### DIRECTIONS
Return exactly the lines from the one that contains "Target: carved relief panel" up to the last line of the listing, and nothing else.

= Beginning of Section =

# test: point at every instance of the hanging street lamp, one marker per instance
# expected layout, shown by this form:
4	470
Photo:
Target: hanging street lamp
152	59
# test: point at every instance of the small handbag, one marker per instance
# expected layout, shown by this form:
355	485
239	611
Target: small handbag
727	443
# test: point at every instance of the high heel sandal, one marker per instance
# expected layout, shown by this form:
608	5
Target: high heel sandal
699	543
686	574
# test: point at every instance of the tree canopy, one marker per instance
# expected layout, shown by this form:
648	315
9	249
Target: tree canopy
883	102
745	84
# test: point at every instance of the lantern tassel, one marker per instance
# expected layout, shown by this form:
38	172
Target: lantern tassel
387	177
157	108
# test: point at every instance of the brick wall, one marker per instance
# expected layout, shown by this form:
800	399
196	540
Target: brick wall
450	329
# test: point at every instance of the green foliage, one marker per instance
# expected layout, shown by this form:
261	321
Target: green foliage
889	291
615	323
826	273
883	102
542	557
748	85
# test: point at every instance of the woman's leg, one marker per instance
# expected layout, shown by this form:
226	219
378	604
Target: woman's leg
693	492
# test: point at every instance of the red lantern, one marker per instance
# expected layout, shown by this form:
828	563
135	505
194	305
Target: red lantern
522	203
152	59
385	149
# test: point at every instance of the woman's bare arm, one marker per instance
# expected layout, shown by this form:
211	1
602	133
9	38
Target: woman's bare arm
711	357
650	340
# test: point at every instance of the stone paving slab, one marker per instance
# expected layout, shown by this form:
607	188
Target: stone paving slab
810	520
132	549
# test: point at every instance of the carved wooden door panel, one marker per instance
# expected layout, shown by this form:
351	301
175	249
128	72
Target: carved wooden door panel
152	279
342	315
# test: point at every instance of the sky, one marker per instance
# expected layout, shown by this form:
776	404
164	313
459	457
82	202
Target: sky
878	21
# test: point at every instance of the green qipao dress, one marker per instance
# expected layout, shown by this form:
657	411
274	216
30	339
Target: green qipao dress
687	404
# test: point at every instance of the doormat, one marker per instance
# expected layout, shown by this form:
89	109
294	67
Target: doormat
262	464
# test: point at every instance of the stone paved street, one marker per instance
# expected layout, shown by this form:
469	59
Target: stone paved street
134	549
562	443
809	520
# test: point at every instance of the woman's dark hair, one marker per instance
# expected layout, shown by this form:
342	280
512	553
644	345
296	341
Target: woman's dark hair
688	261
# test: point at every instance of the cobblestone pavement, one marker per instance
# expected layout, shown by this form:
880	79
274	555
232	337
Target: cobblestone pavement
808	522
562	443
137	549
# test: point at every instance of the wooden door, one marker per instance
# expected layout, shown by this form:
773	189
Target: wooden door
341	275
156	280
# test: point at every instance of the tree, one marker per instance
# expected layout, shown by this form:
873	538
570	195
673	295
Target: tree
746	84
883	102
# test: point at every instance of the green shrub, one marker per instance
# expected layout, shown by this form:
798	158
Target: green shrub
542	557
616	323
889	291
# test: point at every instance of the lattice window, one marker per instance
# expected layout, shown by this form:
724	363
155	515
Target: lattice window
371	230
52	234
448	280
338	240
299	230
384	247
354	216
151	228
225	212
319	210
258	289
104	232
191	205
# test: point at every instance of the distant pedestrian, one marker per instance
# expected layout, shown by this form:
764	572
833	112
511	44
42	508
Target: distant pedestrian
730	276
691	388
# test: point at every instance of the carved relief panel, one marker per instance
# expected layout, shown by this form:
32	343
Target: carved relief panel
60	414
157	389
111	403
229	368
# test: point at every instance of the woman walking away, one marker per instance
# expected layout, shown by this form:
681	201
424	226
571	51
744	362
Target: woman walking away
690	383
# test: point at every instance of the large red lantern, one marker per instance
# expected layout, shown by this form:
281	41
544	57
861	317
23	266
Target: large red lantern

= End of Section =

### EXPECTED OUTPUT
Target: carved relief panel
60	414
157	389
111	403
229	368
# test: point at every instance of the woman walking away, one marker per instance
# expected layout, shown by this form:
681	201
424	226
571	51
744	362
Target: woman walking away
690	383
# test: point at every instance of the large red lantern, one marker per instance
# expected layout, shown by this form:
281	41
544	57
861	317
23	266
Target: large red lantern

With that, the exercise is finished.